Work item A => According to the parliamentary reply that follows, what is the new bovine TB strategy for England meant to achieve? Answer in one to three sentences.
Work item B =>
Decide whether each statement agrees with the parliamentary reply that follows. Answer yes or no for each, and quote the words from the text that settle it.
(i) A panel of experts led by Professor Sir Charles Godfray is reviewing the evidence on bovine TB control.
(ii) The Cornwall Badger Project evaluates the impact of vaccination on bovine TB in cattle.
(iii) The Zoological Society of London delivers the Cornwall Badger Project on its own.

Excerpt provided =>

:::

On 30th July, Baroness Bennett of Manor Castle Green received a reply to her written Parliamentary Question:
“To ask His Majesty’s Government what assessment they have made of the paper by Torgerson and others published in the Royal Society Open Journal on 11 June claiming that other studies of badger culls contain methodological weaknesses; and what plans they have, if any, to ensure that the Cornwall Badger Vaccination Pilot has a peer-reviewed protocol before any work can continue.”
The reply from Sue Hayman was as follows:
“Work has started on a comprehensive new bovine TB strategy for England, to continue to drive down disease rates to save cattle and farmers’ livelihoods and end the badger cull by the end of this Parliament.
The evidence surrounding bovine TB control, including recent studies such as the paper by Torgerson, is being independently reviewed by a panel of experts led by Professor Sir Charles Godfray, which the Government has reconvened.
Unlike previous badger culling studies, the Cornwall Badger Project is focused on testing different methods of delivering badger vaccination, rather than evaluating the impact on bovine TB in cattle. The project is being delivered by the NFU in partnership with the Zoological Society of London, who have a track record of publishing peer-reviewed research on the subject of badger vaccination. The project will continue to be regularly reviewed by Defra as it progresses.”

:::

Supplied information =>
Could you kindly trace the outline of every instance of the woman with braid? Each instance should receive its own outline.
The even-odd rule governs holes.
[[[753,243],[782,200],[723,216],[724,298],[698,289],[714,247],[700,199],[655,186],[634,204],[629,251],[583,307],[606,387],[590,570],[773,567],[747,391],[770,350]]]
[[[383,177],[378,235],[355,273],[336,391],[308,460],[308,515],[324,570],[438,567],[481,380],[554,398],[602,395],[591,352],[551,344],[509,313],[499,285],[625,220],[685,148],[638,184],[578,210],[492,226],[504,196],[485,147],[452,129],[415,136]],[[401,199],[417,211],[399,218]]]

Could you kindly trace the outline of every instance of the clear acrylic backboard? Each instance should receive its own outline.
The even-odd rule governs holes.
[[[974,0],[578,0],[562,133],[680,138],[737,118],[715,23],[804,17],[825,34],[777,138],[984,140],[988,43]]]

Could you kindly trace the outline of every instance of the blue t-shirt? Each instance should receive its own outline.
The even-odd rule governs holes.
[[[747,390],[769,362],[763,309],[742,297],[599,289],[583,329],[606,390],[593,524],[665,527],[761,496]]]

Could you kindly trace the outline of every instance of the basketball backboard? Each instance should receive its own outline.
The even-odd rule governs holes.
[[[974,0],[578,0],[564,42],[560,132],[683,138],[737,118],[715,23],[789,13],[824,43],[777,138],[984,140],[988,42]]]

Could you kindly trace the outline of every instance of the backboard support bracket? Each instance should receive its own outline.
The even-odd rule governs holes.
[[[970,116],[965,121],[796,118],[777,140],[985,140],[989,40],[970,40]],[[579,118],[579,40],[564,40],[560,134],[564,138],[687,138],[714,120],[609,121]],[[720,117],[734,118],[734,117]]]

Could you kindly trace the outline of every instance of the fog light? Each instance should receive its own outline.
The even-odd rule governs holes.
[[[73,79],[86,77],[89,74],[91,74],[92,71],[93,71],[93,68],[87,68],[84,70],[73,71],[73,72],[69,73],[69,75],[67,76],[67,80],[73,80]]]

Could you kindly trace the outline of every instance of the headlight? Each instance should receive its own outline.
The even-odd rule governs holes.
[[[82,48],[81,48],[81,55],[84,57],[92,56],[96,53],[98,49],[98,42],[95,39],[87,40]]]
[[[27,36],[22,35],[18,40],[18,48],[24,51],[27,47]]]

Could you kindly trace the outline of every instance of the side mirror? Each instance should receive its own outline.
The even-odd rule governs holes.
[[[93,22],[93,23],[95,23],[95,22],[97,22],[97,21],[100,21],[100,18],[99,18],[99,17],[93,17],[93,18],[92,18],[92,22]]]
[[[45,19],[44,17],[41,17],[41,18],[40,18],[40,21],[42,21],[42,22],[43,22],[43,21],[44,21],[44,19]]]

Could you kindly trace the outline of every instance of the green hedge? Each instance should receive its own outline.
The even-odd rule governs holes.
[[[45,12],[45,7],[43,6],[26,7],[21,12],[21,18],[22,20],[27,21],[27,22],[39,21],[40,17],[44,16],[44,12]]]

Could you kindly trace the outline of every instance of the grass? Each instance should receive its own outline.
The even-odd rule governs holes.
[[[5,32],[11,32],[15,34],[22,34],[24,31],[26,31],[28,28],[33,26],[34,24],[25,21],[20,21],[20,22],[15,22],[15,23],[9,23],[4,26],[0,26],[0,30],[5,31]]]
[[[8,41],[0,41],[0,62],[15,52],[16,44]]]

:::

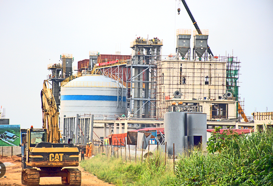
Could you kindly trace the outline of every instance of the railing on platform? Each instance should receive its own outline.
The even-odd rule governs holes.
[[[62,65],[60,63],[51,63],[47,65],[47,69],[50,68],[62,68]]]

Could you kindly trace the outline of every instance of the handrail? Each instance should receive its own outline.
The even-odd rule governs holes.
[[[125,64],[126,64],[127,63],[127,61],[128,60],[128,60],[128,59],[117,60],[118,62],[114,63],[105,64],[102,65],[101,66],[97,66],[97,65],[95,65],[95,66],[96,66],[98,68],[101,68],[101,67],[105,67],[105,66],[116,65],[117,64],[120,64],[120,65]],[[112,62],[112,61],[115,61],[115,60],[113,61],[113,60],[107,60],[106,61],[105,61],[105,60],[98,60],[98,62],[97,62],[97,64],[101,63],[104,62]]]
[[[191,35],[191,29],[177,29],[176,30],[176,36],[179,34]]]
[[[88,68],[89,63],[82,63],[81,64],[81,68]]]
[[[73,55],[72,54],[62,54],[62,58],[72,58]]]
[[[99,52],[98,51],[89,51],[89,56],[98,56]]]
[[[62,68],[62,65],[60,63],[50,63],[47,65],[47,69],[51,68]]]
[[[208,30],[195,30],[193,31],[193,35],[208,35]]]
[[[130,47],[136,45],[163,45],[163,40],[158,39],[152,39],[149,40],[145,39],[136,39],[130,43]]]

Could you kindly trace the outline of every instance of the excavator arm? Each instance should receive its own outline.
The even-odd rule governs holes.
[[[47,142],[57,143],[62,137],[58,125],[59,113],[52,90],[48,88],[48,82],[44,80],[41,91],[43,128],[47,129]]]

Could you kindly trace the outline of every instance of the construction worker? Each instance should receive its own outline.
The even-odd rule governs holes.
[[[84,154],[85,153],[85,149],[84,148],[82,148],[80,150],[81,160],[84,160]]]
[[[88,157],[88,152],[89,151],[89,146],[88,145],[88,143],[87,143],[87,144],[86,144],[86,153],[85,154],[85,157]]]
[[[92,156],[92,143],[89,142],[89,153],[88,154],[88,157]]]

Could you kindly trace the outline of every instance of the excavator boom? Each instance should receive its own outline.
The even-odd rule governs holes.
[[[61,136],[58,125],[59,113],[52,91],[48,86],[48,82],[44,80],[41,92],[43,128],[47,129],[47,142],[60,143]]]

:::

Reply A => The strategy is meant to keep driving down disease rates, which saves cattle and farmers' livelihoods. It is also meant to end the badger cull by the end of this Parliament.

Reply B =>
(i) Yes: "is being independently reviewed by a panel of experts led by Professor Sir Charles Godfray"
(ii) No: "focused on testing different methods of delivering badger vaccination, rather than evaluating the impact on bovine TB in cattle"
(iii) No: "delivered by the NFU in partnership with the Zoological Society of London"